Thursday Miscellany

The American Hospital Association released its latest COVID Snapshot today.

Bloomberg adds that

The U.S. hospital-staffing shortage exacerbated by the latest Covid-19 wave is showing signs of easing, but many West Coast and rural states are still seeing the worst of it.

Over the past seven days, about 16.7% of U.S. hospitals have reported critical staffing shortages, down from a recent peak of 18.7% on Jan. 9, according to data from the Department of Health and Human Services. Fewer facilities are reporting shortages in populous New York, Florida and Illinois. 

The numbers are still concerning to state leaders, but are at least returning to the levels seen in October and November, before the omicron spike.

From the Covid treatment front —

The niftiest COVID news that the FEHBlog ran across today is this GoodRx website that provides “Live Updates on How to Find Paxlovid and Molnupiravir,” respectively the Pfizer and Merck Covid pills. Bookmark it.

From the COVID testing front —

SHRM brings us up to date on the unnecessarily rushed rollout of the federal government mandate that health plans cover over the counter Covid tests. Most plans did not have time to create in-network coverage because health plans do not cover OTC drugstor items except when mandated to do so.

From the COVID vaccine mandate front, FedWeek reports that

The impact of the Coronavirus vaccine mandate in terms of turnover in the federal workforce—either voluntary or not—remains largely anecdotal, although the largest agency, DoD has said there have been “no terminations yet.”

“We are still finalizing the guidance to the civilian force in that regard,” a Pentagon spokesman said late last week in a comment that seems to characterize the state of affairs in general.

From the Rx coverage front —

  • Drug Store News reports that

CVS Health is embarking on a collaboration with Uber Health, Uber’s healthcare arm, to provide critical transportation support at no cost to people who need it most when seeking access to medical care, work or educational programs.

The relationship is part of Health Zones, CVS Health’s new initiative that provides concentrated local investments designed to reduce health disparities and advance health equity in high-risk communities across the country. Health Zones is an integrated approach to addressing six key social determinants of health: housing, education, access to food, labor, transportation, and health care access.

LISTED RECORDS:

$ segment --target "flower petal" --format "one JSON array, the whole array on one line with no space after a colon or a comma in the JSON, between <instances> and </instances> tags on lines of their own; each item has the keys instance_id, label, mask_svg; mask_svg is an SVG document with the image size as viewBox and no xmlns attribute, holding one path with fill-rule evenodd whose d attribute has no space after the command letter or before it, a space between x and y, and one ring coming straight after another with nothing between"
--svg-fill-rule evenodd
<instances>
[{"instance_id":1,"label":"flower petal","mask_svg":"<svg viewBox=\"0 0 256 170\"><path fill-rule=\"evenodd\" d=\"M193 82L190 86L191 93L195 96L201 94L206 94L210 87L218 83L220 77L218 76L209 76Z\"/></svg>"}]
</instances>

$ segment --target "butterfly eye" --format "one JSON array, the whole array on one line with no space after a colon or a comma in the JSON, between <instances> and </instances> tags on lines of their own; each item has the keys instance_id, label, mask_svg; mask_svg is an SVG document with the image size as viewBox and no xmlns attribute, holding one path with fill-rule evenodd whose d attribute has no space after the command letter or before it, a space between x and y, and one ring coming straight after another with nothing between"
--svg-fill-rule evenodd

PARTS OF THE EXERCISE:
a – What share of U.S. hospitals reported critical staffing shortages over the past seven days, according to the Thursday Miscellany post?
b – Reproduce the part of the Thursday Miscellany post that starts with "Thursday Miscellany" and goes on through "the omicron spike.", word for word.
c – Proceed with the Thursday Miscellany post from its last sentence onward.

OUTPUTS IN ORDER:
a – About 16.7%

b –
Thursday Miscellany

The American Hospital Association released its latest COVID Snapshot today.

Bloomberg adds that

The U.S. hospital-staffing shortage exacerbated by the latest Covid-19 wave is showing signs of easing, but many West Coast and rural states are still seeing the worst of it.

Over the past seven days, about 16.7% of U.S. hospitals have reported critical staffing shortages, down from a recent peak of 18.7% on Jan. 9, according to data from the Department of Health and Human Services. Fewer facilities are reporting shortages in populous New York, Florida and Illinois. 

The numbers are still concerning to state leaders, but are at least returning to the levels seen in October and November, before the omicron spike.

c –
The Health Zones initiative is now active in five markets nationwide: Atlanta, Ga.; Columbus, Ohio; Fresno, Calif.; Hartford, Conn.; and Phoenix, Ariz. with plans to expand into more cities later this year. Working with trusted national and local partners, CVS Health is addressing community health care needs, ensuring at-risk communities have access to resources and opportunities that can help them thrive.

  • Fierce Healthcare tells us that

Mark Cuban Cost Plus Drug Company (MCCPDC) has launched its online pharmacy as part of an ongoing effort to provide consumers with low drug prices. 

The pharmacy claims to offer significant savings, with several prescription drugs reportedly at more than half the cost of the next most affordable option. For instance, leukemia treatment imatinib has a retail price of $9,657 a month, according to MCCPDC, compared to $120 with a common voucher. Its price through the new company, however, is just $47 per month.

The pharmacy’s initial inventory launch consists of 100 generic drugs.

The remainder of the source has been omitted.